What needs to be done: Pick out each line of the records that contains the word "pavement", and copy those lines out. Treat capital and small letters as different.

Data excerpts:
********

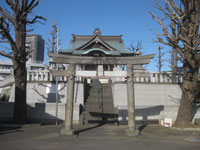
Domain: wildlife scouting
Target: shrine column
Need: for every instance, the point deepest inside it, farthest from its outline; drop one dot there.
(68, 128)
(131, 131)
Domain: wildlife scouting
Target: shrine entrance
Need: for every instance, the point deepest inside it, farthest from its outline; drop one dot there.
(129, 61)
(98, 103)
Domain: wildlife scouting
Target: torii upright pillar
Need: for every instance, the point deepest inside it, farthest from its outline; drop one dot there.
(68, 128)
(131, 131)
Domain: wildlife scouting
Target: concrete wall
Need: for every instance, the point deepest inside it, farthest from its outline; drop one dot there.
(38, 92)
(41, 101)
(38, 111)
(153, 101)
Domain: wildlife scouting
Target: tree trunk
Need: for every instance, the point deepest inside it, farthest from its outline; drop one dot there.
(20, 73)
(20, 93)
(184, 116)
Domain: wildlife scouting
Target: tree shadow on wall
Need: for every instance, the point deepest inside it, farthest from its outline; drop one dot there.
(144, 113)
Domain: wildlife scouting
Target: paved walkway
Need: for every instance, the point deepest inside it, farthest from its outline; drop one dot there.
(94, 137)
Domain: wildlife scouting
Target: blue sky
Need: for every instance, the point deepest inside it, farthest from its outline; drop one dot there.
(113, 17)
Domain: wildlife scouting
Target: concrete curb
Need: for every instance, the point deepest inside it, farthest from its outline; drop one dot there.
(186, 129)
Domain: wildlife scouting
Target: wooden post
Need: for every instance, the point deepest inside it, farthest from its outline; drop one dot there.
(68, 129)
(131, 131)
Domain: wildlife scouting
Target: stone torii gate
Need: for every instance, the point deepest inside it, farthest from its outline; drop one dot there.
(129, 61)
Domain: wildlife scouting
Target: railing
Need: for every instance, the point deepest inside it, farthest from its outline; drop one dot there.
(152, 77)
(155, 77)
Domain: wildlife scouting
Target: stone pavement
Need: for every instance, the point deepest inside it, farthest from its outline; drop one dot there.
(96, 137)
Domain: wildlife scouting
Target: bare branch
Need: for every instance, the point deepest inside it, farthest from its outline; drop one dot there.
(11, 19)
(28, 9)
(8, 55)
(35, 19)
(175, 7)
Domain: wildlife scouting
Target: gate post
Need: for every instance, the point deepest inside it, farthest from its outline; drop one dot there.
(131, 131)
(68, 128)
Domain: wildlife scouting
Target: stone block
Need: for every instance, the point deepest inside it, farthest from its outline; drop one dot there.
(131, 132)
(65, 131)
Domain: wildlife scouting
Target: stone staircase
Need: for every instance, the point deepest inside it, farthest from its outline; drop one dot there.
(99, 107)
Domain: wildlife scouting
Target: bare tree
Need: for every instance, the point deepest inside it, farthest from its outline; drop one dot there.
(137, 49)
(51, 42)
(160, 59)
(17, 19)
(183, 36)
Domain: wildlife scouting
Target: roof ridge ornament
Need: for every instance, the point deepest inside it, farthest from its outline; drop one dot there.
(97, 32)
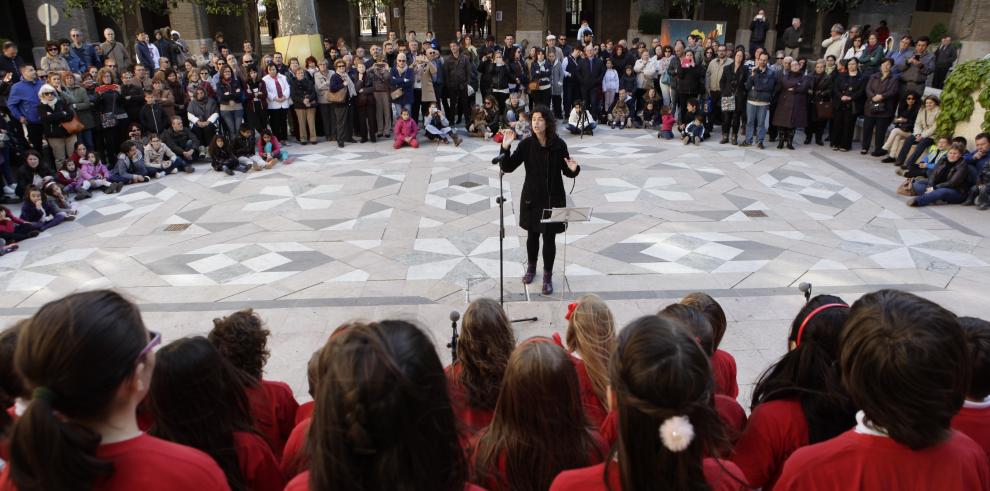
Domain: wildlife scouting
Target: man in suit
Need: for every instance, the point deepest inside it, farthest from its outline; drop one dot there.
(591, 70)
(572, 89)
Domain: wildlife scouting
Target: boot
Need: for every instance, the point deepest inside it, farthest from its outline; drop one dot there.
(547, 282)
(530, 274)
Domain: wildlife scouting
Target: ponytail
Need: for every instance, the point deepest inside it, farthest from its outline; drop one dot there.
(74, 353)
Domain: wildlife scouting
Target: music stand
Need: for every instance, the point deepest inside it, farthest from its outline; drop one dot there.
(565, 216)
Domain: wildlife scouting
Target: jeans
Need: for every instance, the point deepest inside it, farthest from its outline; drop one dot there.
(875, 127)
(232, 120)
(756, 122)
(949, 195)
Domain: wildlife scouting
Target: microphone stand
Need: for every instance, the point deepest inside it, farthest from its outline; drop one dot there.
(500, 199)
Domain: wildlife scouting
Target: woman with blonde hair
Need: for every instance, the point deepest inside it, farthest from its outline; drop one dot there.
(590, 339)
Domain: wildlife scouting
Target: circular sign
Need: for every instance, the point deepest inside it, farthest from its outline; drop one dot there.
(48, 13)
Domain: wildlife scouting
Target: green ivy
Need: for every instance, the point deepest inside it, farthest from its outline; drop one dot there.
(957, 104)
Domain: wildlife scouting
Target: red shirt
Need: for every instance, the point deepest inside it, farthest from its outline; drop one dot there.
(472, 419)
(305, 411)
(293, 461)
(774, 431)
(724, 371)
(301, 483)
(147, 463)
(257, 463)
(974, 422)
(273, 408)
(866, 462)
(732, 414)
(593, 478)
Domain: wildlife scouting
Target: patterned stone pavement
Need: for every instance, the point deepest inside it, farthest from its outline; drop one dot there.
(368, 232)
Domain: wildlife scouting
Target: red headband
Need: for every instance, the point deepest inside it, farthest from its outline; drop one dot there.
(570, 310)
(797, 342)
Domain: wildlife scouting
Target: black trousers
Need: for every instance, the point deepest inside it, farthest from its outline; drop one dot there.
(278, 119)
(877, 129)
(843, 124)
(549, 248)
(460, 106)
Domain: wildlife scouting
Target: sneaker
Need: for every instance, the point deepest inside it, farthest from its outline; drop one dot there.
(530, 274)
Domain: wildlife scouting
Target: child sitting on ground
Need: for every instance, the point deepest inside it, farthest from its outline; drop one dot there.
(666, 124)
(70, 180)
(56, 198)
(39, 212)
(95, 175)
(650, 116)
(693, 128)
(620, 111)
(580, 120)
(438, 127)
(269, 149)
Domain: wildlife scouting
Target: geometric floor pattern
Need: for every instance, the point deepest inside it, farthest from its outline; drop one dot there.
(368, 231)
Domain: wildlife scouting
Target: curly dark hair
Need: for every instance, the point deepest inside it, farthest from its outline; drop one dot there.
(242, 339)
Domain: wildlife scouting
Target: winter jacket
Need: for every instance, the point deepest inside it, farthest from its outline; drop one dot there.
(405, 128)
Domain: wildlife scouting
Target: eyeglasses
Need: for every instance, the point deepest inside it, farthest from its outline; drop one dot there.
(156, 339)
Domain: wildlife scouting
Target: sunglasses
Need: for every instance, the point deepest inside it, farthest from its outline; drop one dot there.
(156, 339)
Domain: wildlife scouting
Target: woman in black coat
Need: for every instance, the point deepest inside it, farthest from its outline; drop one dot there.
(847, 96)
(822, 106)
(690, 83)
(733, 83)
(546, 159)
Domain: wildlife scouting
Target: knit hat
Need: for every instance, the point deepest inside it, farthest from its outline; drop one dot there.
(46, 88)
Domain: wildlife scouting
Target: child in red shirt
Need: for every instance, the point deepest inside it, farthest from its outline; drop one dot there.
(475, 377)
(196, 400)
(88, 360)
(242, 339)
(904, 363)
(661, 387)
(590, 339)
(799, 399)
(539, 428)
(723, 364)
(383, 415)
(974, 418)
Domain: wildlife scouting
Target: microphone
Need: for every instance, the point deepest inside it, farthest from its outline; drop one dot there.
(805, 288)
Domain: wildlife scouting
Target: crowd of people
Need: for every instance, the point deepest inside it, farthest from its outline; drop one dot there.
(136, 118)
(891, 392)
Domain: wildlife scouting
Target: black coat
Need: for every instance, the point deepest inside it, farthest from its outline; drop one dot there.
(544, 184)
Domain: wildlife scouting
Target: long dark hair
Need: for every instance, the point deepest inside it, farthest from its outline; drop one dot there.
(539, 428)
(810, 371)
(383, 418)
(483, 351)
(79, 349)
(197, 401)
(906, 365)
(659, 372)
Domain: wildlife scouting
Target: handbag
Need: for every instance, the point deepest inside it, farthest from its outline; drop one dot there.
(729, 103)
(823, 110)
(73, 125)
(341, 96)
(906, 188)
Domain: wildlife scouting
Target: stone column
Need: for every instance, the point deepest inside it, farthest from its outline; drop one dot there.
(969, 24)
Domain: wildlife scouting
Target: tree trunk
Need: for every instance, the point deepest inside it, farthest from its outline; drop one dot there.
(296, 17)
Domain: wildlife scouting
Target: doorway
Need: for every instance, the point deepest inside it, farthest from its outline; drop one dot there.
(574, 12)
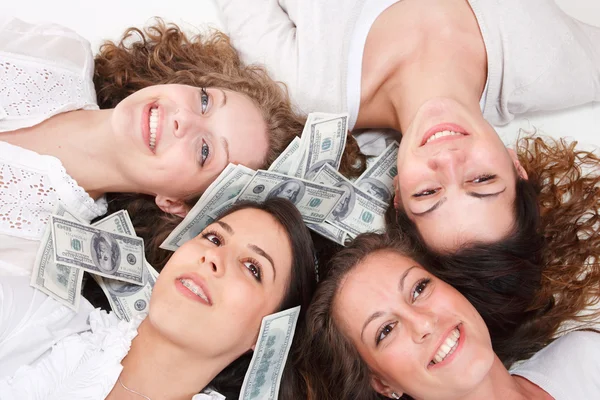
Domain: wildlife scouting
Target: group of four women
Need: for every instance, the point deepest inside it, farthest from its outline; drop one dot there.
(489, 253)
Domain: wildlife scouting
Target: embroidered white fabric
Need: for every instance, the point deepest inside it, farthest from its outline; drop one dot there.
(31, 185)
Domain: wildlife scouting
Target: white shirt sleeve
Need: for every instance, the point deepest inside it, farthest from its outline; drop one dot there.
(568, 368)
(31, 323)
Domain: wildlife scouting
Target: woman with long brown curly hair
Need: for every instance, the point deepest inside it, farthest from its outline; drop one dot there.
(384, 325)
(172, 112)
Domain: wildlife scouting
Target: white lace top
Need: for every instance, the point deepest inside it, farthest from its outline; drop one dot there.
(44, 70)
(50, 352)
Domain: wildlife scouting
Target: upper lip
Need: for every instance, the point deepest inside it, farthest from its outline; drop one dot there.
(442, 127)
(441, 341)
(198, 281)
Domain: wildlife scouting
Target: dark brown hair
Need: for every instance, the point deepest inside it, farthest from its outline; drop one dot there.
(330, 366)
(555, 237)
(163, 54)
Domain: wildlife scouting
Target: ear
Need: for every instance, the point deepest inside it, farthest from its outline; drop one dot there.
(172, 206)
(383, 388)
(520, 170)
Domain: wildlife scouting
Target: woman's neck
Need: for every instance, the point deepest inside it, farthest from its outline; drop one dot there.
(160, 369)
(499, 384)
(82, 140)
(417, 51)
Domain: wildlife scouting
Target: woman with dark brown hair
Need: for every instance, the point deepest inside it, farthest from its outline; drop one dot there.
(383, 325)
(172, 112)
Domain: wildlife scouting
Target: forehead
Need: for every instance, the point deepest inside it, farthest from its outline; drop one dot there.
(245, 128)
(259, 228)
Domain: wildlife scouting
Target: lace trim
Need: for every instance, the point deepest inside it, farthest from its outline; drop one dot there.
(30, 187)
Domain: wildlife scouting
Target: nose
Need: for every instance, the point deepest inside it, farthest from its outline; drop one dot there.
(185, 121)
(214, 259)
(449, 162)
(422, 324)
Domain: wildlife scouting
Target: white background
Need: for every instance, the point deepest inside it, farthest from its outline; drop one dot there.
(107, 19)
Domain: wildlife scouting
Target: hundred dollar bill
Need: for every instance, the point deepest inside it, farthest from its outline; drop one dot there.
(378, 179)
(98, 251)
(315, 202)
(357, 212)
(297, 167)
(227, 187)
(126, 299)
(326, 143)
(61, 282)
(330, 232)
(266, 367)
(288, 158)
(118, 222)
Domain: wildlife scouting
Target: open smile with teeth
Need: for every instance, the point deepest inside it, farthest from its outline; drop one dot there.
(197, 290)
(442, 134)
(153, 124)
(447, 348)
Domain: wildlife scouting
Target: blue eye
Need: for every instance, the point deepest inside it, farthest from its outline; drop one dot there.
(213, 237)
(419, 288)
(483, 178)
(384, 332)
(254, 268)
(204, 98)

********

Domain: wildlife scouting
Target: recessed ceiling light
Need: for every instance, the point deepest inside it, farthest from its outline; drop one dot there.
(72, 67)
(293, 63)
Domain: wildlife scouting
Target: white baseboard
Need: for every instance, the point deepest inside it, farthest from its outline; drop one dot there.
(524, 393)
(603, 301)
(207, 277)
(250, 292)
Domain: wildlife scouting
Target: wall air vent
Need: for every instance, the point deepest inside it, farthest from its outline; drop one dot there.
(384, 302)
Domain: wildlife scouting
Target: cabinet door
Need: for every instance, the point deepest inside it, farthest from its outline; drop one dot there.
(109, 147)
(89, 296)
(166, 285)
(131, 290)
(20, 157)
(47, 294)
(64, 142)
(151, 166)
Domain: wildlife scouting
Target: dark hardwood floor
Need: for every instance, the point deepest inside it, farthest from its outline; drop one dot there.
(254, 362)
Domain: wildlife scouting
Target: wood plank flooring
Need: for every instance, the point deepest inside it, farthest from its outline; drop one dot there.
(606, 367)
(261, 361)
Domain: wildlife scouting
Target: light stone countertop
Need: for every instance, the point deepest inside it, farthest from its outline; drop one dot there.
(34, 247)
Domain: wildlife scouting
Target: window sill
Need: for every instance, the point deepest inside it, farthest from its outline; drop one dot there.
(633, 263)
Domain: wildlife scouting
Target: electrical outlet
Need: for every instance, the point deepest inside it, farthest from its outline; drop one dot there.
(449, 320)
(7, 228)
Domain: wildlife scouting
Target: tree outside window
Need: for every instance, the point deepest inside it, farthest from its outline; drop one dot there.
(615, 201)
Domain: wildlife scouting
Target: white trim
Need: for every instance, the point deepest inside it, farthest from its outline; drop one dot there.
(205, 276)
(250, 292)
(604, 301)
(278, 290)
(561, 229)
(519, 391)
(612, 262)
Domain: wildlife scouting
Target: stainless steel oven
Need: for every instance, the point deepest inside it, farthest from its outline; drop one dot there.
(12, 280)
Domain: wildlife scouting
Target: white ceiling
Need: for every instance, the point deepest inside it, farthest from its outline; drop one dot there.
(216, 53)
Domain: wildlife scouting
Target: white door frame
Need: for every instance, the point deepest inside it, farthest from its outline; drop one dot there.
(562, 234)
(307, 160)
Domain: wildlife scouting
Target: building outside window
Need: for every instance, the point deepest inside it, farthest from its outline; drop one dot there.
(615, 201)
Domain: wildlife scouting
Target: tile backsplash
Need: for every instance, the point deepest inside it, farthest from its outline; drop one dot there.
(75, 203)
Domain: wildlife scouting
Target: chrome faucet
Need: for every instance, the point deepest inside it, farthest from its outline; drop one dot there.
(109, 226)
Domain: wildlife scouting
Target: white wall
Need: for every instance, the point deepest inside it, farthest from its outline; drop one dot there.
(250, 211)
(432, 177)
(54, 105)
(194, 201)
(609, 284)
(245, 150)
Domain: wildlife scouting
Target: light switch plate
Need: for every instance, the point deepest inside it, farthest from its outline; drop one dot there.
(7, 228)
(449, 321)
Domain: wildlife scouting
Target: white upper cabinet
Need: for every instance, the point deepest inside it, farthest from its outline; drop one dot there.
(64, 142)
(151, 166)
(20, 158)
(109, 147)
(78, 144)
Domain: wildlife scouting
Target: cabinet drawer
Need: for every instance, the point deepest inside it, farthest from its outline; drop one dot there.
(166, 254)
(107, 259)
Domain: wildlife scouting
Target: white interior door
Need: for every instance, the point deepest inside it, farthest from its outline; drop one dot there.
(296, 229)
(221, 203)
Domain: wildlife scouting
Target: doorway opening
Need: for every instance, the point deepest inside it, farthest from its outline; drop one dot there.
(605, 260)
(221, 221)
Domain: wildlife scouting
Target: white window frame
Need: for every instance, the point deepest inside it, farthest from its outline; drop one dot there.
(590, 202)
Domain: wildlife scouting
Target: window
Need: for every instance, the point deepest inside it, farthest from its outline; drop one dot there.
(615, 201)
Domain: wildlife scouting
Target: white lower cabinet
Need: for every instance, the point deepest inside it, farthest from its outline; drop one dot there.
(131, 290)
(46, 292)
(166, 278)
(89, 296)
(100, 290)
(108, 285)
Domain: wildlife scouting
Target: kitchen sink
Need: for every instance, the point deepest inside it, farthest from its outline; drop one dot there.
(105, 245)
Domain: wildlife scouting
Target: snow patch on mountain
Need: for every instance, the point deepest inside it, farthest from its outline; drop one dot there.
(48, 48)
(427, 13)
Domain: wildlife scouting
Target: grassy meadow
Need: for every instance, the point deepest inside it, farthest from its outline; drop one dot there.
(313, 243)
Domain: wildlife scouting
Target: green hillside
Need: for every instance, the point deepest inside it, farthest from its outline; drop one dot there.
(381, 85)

********

Solution for this problem:
Target: stone pavement
Target: patterned stone pavement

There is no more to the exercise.